▸ **PAGE EXTRACT**

_ _ _ _ _

2.1 b) Other Contingent Liabilities:

i) In the year 2007-08 A P Commercial Tax Department had revised the CST Assessment for the year 2000- 2001 and demanded Rs. 39.25 lakhs. The company got stayed the demand through an order of Hon''ble High Court of A.P. and the department had collected Rs. 19.09 lakhs around 50% of the demand which is grouped under long term loans and advances. As the matter is pending in appeal before the A P Sales Tax Appellate Tribunal, no provision is made in the accounts for the disputed tax of Rs. 39.25 lakhs.

ii) Demand from Central Excise Authorities for Rs.95.01 lakhs together with penalty of Rs. 95.01 lakhs (Previous year Rs.190.02 lakhs) against alleged irregular availment of Cenvat Credit on inputs by Cement Division, as the Company''s legal counsel opined that the demand is not sustainable and the matter is pending before CESAT, Bangalore.

iii) Demand from Central Excise Authorities for Rs. 1.38 lakhs together with penalty of Rs.1.38 lakhs against irregular credit of service tax availed and utilized. The same has been stayed by the Commissioner (Appeals -I ) on payment of Rs. 0.33 lakhs.

iv) a) Voltage surcharge: In the year 2003-04, Central Power Distribution Company of A.P. Ltd. had levied Voltage Surcharge of Rs. 130.29 lakhs for getting the energy through general lines over and above the contracted load instead of dedicated lines. As getting the energy through specified line is not within the control of the company, the company challenged the levy before Hon''ble High Court of Andhra Pradesh and the High Court was pleased to grant staying the collection of the said levy. However the Company has paid Rs. 72.06 lakhs ( previous year Rs. 72.06 lakhs) under protest and shown under Long term loans and advances and the said amount was not provided for in the books. The appeal is pending.

_ _ _ _ _

▸ **AVAILABLE DATA**
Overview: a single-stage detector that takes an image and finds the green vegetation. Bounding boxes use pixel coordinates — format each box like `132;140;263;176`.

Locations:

_ _ _ _ _

▸ **AIM OF THE EXERCISE**
Write the next part of the company's note on contingent liabilities, picking up after its last sentence.

▸ **EXERCISE RESULT**
b) Fuel Surcharge Adjustment (FSA) : FSA for the period from April 2008 to June 2010 amounting to Rs.248.75 lakhs which were stayed by the Hon''ble High Court of Andhra Pradesh was not accounted.

3.1 c) i) Estimated amount of contracts to be executed on capital on account of Project expansion of Cement Division NIL (Net of advances ) (previous year NIL).

ii) Arrears of fixed Cumulative Dividends-9% cumulative dividend for the current year is Rs. 79.96 lakhs (up to Previous year Rs. 898.34 lakhs).

3.2. In the year 2007-08 Company paid Rs. 1.47 crores to the land owners for acres 98 and 15 guntas in the vicinity of the Cement factory for surrendering their Pattadar pass Books, to the Revenue authorities, Government of A.P. to facilitate granting of the lease rights in favour of the company, in respect of the said surrendered lands for lime stone mining. Company''s application for lease rights in this regard is under process. The said amount of Rs. 1.47 crores is shown as advance for mining lease rights and grouped under long term loans & advances.

3.3. The Company could not obtain confirmation of balances as at 31st March 2014 in respect of trade receivables Rs. 337.95 lakhs, Loans and advances Rs. 1788.32 lakhs and Trade payables amounting to Rs. 1131.50 lakhs, which were subsequently, collected adjusted and paid.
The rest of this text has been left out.